━━━ Study material

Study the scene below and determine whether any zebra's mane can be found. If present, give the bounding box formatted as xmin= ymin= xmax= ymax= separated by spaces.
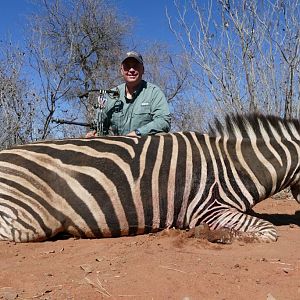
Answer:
xmin=209 ymin=113 xmax=300 ymax=139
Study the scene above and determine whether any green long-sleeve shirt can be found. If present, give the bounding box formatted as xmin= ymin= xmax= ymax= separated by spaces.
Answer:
xmin=99 ymin=80 xmax=171 ymax=136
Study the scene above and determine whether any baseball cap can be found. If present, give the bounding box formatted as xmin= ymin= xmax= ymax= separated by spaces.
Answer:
xmin=121 ymin=51 xmax=144 ymax=65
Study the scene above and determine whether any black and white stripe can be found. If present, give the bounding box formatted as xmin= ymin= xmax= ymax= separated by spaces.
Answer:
xmin=0 ymin=114 xmax=299 ymax=242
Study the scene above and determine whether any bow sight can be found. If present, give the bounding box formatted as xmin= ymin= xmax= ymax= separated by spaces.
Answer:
xmin=51 ymin=88 xmax=120 ymax=136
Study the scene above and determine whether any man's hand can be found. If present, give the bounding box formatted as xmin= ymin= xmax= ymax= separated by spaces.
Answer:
xmin=126 ymin=131 xmax=138 ymax=137
xmin=85 ymin=130 xmax=97 ymax=138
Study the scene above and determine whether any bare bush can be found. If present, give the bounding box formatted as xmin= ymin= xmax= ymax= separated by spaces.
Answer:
xmin=0 ymin=43 xmax=39 ymax=149
xmin=167 ymin=0 xmax=300 ymax=125
xmin=28 ymin=0 xmax=132 ymax=139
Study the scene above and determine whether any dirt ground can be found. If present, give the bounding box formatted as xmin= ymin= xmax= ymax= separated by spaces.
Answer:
xmin=0 ymin=193 xmax=300 ymax=300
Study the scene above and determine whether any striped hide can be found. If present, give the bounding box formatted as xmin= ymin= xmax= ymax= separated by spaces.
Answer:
xmin=0 ymin=114 xmax=299 ymax=242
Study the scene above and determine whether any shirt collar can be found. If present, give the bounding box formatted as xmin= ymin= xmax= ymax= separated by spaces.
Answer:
xmin=125 ymin=80 xmax=145 ymax=100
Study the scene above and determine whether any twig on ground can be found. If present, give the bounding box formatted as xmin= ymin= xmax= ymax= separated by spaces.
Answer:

━━━━━━

Where a line above holds the word "shirt", copy it.

- _Result below_
Study the scene above and determine whether any green long-sleeve shirt can be found. If present, give the bounding box formatted as xmin= ymin= xmax= ymax= separated by spaces.
Study the scene above and determine whether any shirt collar can be found. If present, give the bounding box formatted as xmin= ymin= xmax= ymax= separated by spaces.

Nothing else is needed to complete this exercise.